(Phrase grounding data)
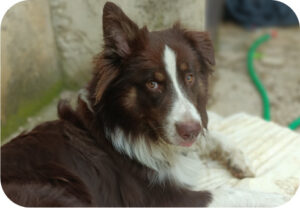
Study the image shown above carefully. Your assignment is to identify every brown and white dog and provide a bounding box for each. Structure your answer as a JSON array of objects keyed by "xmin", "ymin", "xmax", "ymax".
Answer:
[{"xmin": 1, "ymin": 2, "xmax": 286, "ymax": 207}]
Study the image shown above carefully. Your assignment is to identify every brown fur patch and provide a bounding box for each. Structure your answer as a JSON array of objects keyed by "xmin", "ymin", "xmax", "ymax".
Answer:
[
  {"xmin": 94, "ymin": 61, "xmax": 119, "ymax": 103},
  {"xmin": 184, "ymin": 31, "xmax": 215, "ymax": 66},
  {"xmin": 180, "ymin": 62, "xmax": 188, "ymax": 71},
  {"xmin": 123, "ymin": 87, "xmax": 137, "ymax": 109},
  {"xmin": 154, "ymin": 72, "xmax": 165, "ymax": 82},
  {"xmin": 198, "ymin": 80, "xmax": 205, "ymax": 95}
]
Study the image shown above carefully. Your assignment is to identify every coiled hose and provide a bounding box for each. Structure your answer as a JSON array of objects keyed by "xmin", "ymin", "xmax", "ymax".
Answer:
[{"xmin": 247, "ymin": 33, "xmax": 300, "ymax": 130}]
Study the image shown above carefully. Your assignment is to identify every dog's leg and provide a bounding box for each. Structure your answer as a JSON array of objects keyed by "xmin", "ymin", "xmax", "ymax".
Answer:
[
  {"xmin": 199, "ymin": 131, "xmax": 255, "ymax": 179},
  {"xmin": 208, "ymin": 187, "xmax": 288, "ymax": 207}
]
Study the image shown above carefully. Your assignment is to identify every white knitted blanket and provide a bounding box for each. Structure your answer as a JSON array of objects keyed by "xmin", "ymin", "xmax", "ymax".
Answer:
[{"xmin": 193, "ymin": 112, "xmax": 300, "ymax": 197}]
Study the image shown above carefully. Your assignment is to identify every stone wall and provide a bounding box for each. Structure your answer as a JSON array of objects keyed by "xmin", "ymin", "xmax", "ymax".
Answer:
[
  {"xmin": 1, "ymin": 0, "xmax": 206, "ymax": 140},
  {"xmin": 1, "ymin": 0, "xmax": 62, "ymax": 139},
  {"xmin": 49, "ymin": 0, "xmax": 206, "ymax": 87}
]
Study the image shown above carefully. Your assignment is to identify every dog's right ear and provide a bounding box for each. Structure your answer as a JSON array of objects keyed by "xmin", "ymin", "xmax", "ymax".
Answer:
[
  {"xmin": 184, "ymin": 31, "xmax": 215, "ymax": 66},
  {"xmin": 102, "ymin": 2, "xmax": 140, "ymax": 58},
  {"xmin": 93, "ymin": 57, "xmax": 120, "ymax": 103}
]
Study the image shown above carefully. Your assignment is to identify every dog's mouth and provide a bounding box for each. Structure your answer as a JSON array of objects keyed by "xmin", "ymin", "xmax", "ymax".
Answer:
[
  {"xmin": 162, "ymin": 132, "xmax": 199, "ymax": 148},
  {"xmin": 179, "ymin": 139, "xmax": 196, "ymax": 147}
]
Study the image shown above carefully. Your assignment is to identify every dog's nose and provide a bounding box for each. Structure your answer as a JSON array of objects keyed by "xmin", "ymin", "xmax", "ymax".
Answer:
[{"xmin": 175, "ymin": 121, "xmax": 201, "ymax": 141}]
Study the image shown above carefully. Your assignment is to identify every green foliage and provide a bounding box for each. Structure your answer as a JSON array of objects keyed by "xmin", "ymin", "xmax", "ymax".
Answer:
[{"xmin": 1, "ymin": 80, "xmax": 64, "ymax": 141}]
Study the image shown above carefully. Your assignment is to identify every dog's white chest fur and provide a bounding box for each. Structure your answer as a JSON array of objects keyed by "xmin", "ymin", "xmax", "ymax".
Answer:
[{"xmin": 108, "ymin": 127, "xmax": 209, "ymax": 188}]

▶ **YOUR ASSIGNMENT**
Give back every record exactly. Omit the pictures.

▶ **ANSWER AREA**
Study the image shown above carefully. Your assignment is to identify every brown and white dog and provide a bounding box for each. Structure your answer as a JSON array of objects keyed by "xmin", "ymin", "xmax", "ymax".
Answer:
[{"xmin": 1, "ymin": 2, "xmax": 286, "ymax": 207}]
Study the image shown above carefully. Your assignment is to identify every brown fur patch and provide a bounding box for each. Structure your answer as a JSON array of objects keyed by "xmin", "ymin", "xmax", "ymax".
Answer:
[
  {"xmin": 94, "ymin": 61, "xmax": 119, "ymax": 103},
  {"xmin": 184, "ymin": 31, "xmax": 215, "ymax": 66},
  {"xmin": 180, "ymin": 62, "xmax": 188, "ymax": 71},
  {"xmin": 123, "ymin": 87, "xmax": 137, "ymax": 109},
  {"xmin": 154, "ymin": 72, "xmax": 165, "ymax": 82},
  {"xmin": 198, "ymin": 80, "xmax": 205, "ymax": 95}
]
Study the image shown above carefully. Your assignment is to identify every coiled hose and provide a bounding box for each. Structure your answer as a JSON array of objects keyed by "xmin", "ymin", "xmax", "ymax".
Answer:
[{"xmin": 247, "ymin": 33, "xmax": 300, "ymax": 130}]
Study the image shown above carefully. Your assignment is to identify every dog's leg and provide a bounding box for each. Structure your answer as a JSON array of objects keyed by "xmin", "ymin", "xmax", "ymax".
Answer:
[
  {"xmin": 199, "ymin": 131, "xmax": 255, "ymax": 179},
  {"xmin": 208, "ymin": 187, "xmax": 288, "ymax": 207}
]
Study the image shown above carefully. Your assignment is to identify every white knitted blanket and provide a bounding box for each. Structure your answer as a JSON array of objects keyed by "xmin", "ymin", "xmax", "ymax".
Answer:
[{"xmin": 193, "ymin": 112, "xmax": 300, "ymax": 197}]
Study the image shown above carefully. Your assignment is to identify every stone wall and provide a bounding box for each. Structure your answer as a JSON array of objects keyed by "xmin", "ymin", "xmax", "ymax".
Answer:
[
  {"xmin": 1, "ymin": 0, "xmax": 206, "ymax": 140},
  {"xmin": 1, "ymin": 0, "xmax": 62, "ymax": 139},
  {"xmin": 49, "ymin": 0, "xmax": 206, "ymax": 87}
]
Study the image shown above carefully. Your assignment is to identify every dog's right ear and provide a bounding box for each. Structure your answer as a JSON array of objects keyed by "xmin", "ymin", "xmax", "ymax".
Answer:
[
  {"xmin": 184, "ymin": 31, "xmax": 215, "ymax": 66},
  {"xmin": 102, "ymin": 2, "xmax": 140, "ymax": 58},
  {"xmin": 93, "ymin": 57, "xmax": 120, "ymax": 103}
]
Study the image shown above carefully. Your assignment is to identify every dog's mouth and provide a bounding box for each. Structure your answer as a JSON array of objects keyed by "xmin", "ymin", "xmax", "ymax".
Answer:
[
  {"xmin": 162, "ymin": 132, "xmax": 199, "ymax": 148},
  {"xmin": 179, "ymin": 139, "xmax": 196, "ymax": 147}
]
Study the image shown above carefully. Your assignment is to identify every dog's nose and provide a bounding box for each. Structure your answer as a JSON array of objects keyed by "xmin", "ymin", "xmax", "ymax".
Answer:
[{"xmin": 175, "ymin": 121, "xmax": 201, "ymax": 141}]
Study the image shown above carefully. Your assignment is to identify every green foliage and provide a bounding box for each. Structure your answer as a JSON array of objects keyed by "xmin", "ymin", "xmax", "ymax".
Answer:
[{"xmin": 1, "ymin": 80, "xmax": 64, "ymax": 141}]
Study the image shown above carefully. Your assignment is to identify every dog's white chest fur and provide a bounding box for each. Structure your answer as a JSON array of objects keyed by "xmin", "ymin", "xmax", "ymax".
Answer:
[{"xmin": 108, "ymin": 127, "xmax": 209, "ymax": 188}]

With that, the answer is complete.